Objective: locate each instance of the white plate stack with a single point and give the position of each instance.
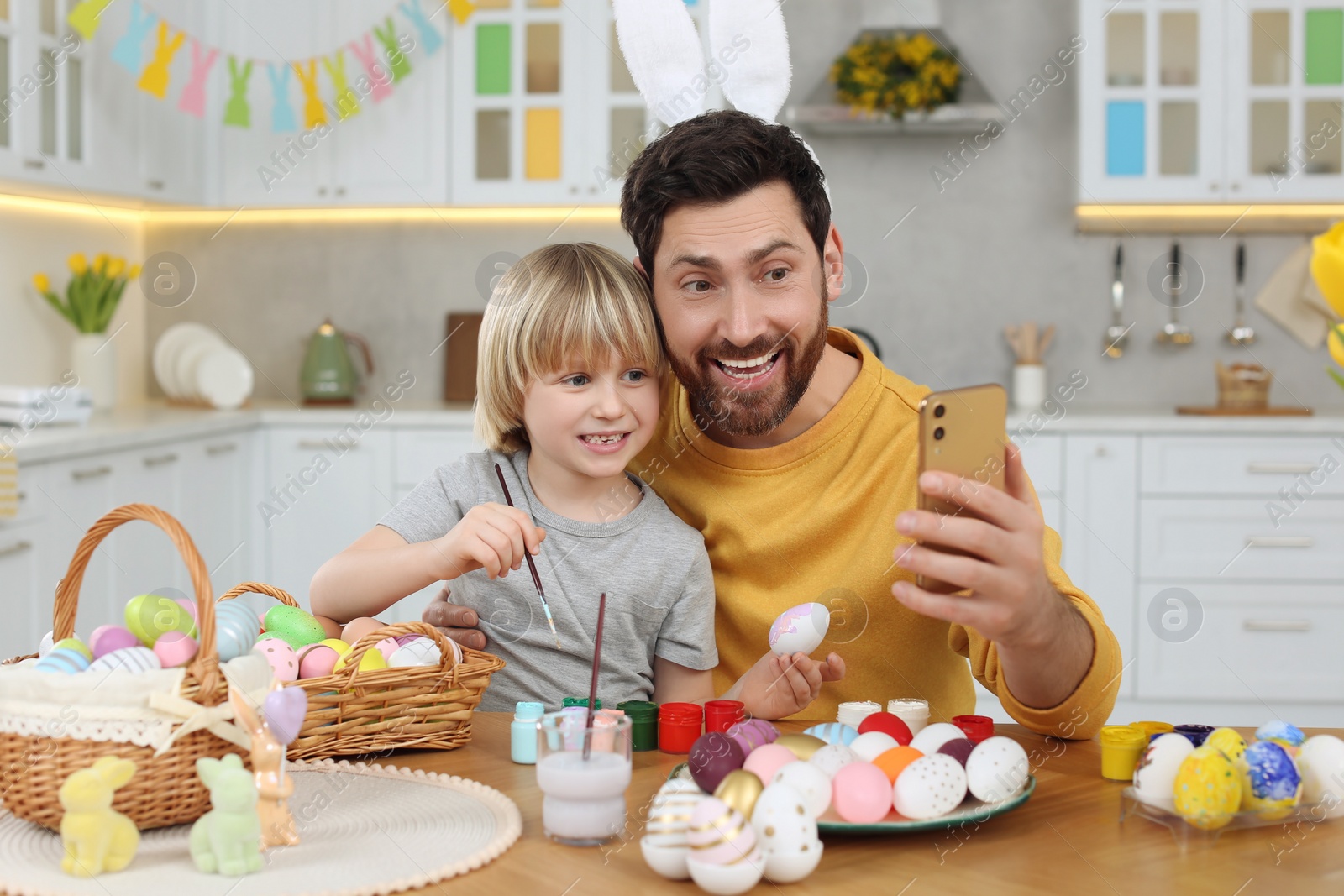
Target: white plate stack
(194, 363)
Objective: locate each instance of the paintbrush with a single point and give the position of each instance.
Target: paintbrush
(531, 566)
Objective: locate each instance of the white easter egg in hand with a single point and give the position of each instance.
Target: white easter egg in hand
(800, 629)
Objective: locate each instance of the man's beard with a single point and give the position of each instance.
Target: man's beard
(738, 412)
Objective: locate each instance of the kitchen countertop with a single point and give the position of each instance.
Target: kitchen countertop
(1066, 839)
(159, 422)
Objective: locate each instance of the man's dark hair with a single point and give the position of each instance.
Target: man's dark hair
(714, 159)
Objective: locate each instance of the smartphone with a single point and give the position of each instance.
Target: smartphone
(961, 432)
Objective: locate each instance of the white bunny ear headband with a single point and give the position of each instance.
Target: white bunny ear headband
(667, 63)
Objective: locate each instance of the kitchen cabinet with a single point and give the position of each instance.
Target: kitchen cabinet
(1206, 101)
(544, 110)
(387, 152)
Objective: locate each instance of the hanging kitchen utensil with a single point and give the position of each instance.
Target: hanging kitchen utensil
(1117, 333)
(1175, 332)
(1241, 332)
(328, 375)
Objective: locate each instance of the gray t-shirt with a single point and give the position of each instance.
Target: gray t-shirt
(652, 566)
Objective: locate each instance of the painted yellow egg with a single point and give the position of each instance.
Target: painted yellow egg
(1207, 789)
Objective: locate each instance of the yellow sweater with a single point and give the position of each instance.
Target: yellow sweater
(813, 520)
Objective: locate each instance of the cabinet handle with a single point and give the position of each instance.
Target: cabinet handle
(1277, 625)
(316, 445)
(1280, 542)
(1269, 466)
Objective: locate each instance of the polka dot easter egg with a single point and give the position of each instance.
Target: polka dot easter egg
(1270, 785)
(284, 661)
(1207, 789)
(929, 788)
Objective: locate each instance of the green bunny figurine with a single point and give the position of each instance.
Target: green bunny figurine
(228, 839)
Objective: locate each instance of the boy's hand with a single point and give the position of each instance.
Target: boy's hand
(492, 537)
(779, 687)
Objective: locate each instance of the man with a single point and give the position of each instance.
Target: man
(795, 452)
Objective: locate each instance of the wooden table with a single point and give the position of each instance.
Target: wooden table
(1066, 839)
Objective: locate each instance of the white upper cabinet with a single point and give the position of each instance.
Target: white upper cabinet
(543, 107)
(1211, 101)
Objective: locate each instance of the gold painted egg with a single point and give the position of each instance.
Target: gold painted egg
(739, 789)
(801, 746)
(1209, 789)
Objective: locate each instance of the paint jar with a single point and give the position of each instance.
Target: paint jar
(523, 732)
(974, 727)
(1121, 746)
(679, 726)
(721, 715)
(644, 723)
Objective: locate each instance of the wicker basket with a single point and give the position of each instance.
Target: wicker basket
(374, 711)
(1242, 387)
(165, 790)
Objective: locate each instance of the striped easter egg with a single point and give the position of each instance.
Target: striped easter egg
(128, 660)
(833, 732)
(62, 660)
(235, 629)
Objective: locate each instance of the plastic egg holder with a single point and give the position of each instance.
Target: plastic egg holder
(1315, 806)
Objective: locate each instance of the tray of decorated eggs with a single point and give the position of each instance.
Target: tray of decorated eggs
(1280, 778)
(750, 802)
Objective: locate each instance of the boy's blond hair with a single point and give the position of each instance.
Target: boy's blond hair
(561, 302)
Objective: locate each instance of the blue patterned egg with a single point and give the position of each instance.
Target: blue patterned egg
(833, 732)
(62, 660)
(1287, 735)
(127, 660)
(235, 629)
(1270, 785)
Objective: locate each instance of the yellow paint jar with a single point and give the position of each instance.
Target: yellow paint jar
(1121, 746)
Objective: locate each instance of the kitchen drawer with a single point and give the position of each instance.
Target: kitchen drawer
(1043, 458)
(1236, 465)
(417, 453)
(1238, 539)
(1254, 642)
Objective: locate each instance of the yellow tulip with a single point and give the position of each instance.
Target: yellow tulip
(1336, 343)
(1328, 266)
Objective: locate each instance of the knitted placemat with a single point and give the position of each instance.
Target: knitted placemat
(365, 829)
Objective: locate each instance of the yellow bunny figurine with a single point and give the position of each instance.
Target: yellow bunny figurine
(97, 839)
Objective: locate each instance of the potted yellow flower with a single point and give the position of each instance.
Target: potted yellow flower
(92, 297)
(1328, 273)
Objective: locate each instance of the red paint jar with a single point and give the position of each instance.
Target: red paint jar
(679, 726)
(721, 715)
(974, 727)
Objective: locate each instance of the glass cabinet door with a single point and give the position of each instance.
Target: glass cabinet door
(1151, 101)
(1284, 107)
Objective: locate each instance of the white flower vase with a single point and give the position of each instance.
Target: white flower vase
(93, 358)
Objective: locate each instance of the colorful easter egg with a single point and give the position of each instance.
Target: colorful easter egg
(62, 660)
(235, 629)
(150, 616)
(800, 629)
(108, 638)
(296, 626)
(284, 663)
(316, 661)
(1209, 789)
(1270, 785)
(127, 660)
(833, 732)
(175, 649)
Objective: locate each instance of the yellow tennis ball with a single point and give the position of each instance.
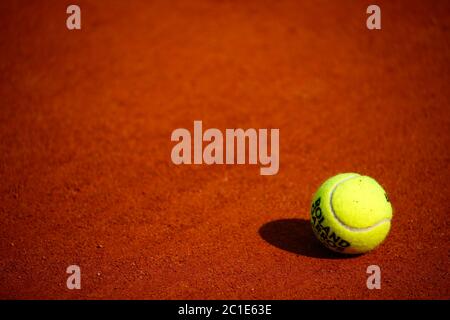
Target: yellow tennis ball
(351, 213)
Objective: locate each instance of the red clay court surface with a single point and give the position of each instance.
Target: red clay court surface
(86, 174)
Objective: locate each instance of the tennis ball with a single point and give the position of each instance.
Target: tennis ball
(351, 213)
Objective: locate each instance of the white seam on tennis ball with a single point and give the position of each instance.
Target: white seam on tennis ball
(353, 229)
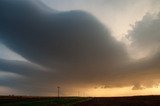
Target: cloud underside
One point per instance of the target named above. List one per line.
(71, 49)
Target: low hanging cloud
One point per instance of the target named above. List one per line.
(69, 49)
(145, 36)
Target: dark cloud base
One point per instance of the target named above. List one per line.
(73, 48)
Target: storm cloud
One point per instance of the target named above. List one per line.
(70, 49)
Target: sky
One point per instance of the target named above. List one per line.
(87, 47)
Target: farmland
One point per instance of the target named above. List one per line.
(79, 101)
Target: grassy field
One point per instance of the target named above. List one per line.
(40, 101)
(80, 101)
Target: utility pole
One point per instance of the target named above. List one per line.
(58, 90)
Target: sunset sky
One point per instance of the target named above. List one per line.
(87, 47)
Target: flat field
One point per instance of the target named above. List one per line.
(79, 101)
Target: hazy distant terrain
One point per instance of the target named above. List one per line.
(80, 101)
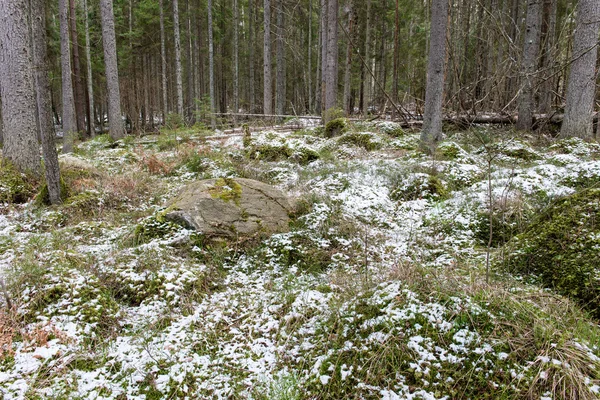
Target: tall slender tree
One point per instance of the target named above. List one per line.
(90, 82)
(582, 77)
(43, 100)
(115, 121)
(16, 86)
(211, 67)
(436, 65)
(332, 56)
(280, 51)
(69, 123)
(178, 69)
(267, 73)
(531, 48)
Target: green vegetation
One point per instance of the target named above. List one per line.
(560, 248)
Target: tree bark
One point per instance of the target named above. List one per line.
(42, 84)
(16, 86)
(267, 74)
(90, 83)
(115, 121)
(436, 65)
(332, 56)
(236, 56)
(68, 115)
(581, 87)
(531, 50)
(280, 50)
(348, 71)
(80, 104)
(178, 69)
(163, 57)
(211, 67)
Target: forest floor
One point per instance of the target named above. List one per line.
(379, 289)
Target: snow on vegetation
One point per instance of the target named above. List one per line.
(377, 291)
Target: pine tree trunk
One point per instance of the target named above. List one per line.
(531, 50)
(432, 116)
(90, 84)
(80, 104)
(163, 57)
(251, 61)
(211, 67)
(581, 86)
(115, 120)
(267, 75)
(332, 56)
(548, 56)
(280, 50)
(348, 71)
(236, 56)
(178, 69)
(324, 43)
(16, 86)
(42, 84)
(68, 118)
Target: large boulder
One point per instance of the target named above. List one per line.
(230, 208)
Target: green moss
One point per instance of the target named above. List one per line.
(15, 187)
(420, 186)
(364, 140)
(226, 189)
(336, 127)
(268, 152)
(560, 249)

_ _ _

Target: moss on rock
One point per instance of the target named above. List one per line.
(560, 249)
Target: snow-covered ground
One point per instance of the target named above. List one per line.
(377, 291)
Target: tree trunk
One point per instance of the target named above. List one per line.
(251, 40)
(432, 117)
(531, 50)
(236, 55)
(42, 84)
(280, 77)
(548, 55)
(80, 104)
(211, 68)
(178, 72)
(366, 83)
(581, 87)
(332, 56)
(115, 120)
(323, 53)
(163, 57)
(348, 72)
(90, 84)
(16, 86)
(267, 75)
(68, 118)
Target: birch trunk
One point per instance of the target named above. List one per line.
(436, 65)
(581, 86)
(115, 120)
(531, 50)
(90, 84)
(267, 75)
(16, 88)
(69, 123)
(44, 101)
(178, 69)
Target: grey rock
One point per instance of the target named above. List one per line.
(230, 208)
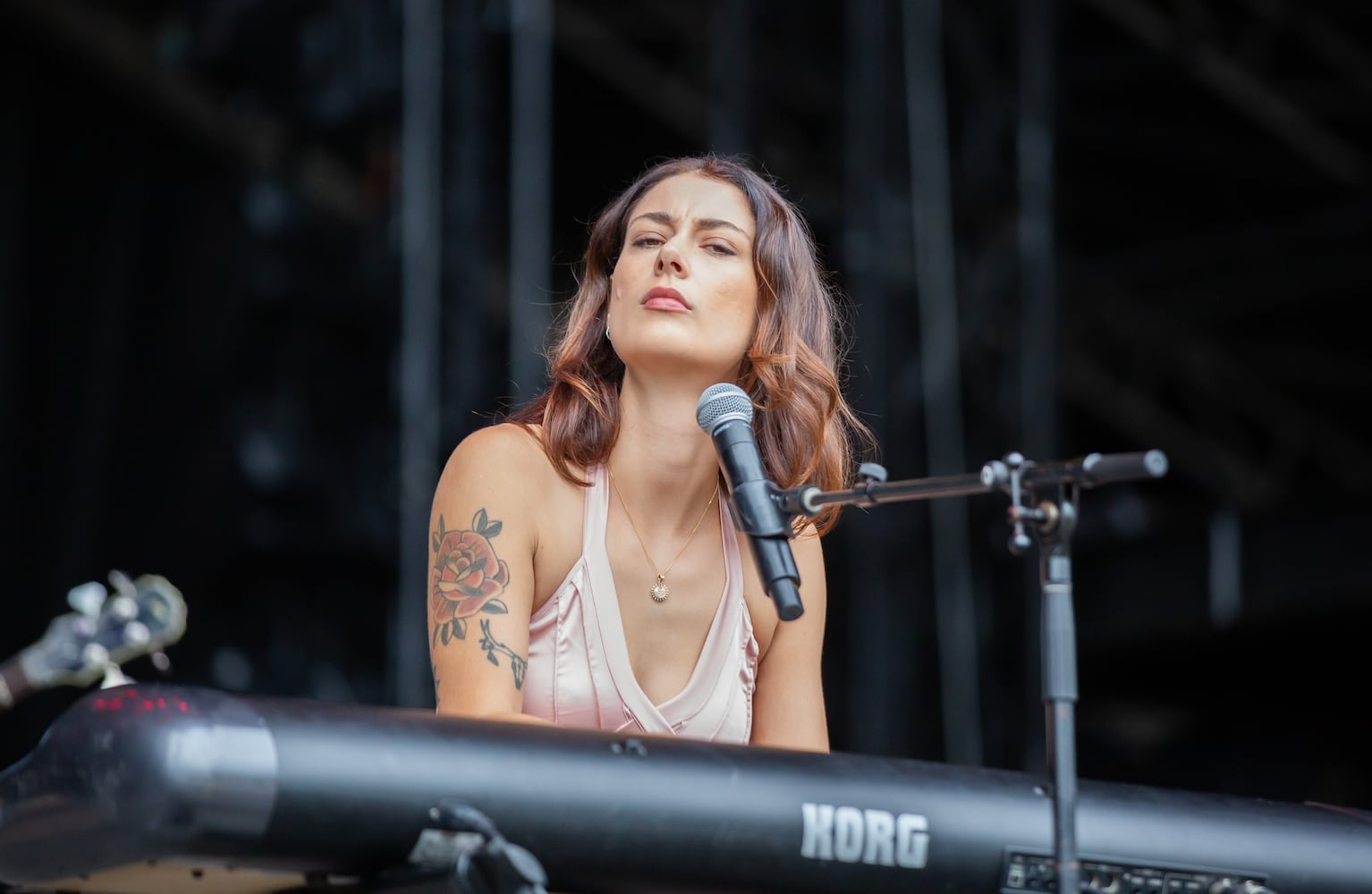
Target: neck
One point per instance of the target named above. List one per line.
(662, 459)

_ _ _

## Stated problem
Render the lines from the one containing "Objective: locate each instance of the potted" up to and including the one containing "(1284, 107)" as a JSON list of strings, one string per line, with blank lines left out.

## Completed exercise
[
  "Objective: locate each instance of the potted yellow flower with a single point and give the position of each instance.",
  "Target: potted yellow flower",
  "(92, 297)",
  "(1328, 273)",
  "Objective: locate each instance of the red paint jar with a single point and give the position of each instance.",
  "Target: red paint jar",
  "(679, 726)",
  "(721, 715)",
  "(974, 727)",
  "Objective: locate each instance of the glass cabinet door with a single point and give the position of each instance.",
  "Target: glass cabinet door",
  "(1151, 101)",
  "(1284, 107)"
]